#### [TASK STATEMENT]
Write the next part of the Eighth Circuit opinion in the Iowa utilities' coal case, starting right after its last sentence.

Iowa Public Service Co. v. Medicine Bow Coal Co.

Decision Date08 June 1977
Docket NumberNo. 77-1040,77-1040
Citation556 F.2d 400
PartiesIOWA PUBLIC SERVICE COMPANY, Iowa Southern Utilities Company, Iowa Power and Light Company and Iowa-Illinois Gas and Electric Company, Appellants, v. MEDICINE BOW COAL COMPANY, Dana Coal Company and Hanna Basin Coal Company, Appellees.
CourtU.S. Court of Appeals — Eighth Circuit

Anthony J. Stoik, Sioux City, Iowa, for appellants; Marvin J. Klass and Robert D. Mishne, Sioux City, Iowa, on brief.

Thomas C. Walsh, St. Louis, Mo., for appellees; Robert M. Lucy and William F. Tracy II, St. Louis, Mo., on brief.

Before HEANEY, BRIGHT and HENLEY, Circuit Judges.

HENLEY, Circuit Judge.

This case presents an interesting and somewhat unusual problem concerning the jurisdiction of a federal district court with respect to a case removed to it from a state court on the ground of diversity of citizenship. 28 U.S.C. § 1441(a).

#### [EXTRACTED INFORMATION]

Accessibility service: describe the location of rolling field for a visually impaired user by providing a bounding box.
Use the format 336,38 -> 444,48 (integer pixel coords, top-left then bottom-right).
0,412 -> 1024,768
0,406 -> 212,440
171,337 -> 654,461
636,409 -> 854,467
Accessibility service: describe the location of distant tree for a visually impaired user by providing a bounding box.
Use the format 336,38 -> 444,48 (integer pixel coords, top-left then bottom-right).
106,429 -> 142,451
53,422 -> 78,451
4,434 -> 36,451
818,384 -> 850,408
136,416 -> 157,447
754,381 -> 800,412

#### [EXERCISE ANSWER]
Plaintiffs Iowa Public Service Company (IPS), Iowa Southern Utilities Company (Iowa Southern), Iowa Power and Light Company (IPL) and Iowa-Illinois Gas and Electric Company (Iowa-Illinois), appeal from three orders entered in January of the current year by the United States District Court for the Northern District of Iowa (Judge Edward J. McManus), dismissing from the case as plaintiffs Iowa Southern, IPL and Iowa-Illinois, and leaving the case as a controversy between IPS, an Iowa corporation having its principal place of business in Iowa, on the one hand, and the defendants Medicine Bow Coal Company, Dana Coal Company and Hanna Basin Coal Company, all of which for jurisdictional purposes are citizens of states other than Iowa. 1

In connection with each of the orders that have been mentioned the district court determined, as provided by Fed.R.Civ.P. 54(b), that there was no just reason for delay and directed that the judgments be entered. Appellate jurisdiction is based on 28 U.S.C. § 1291.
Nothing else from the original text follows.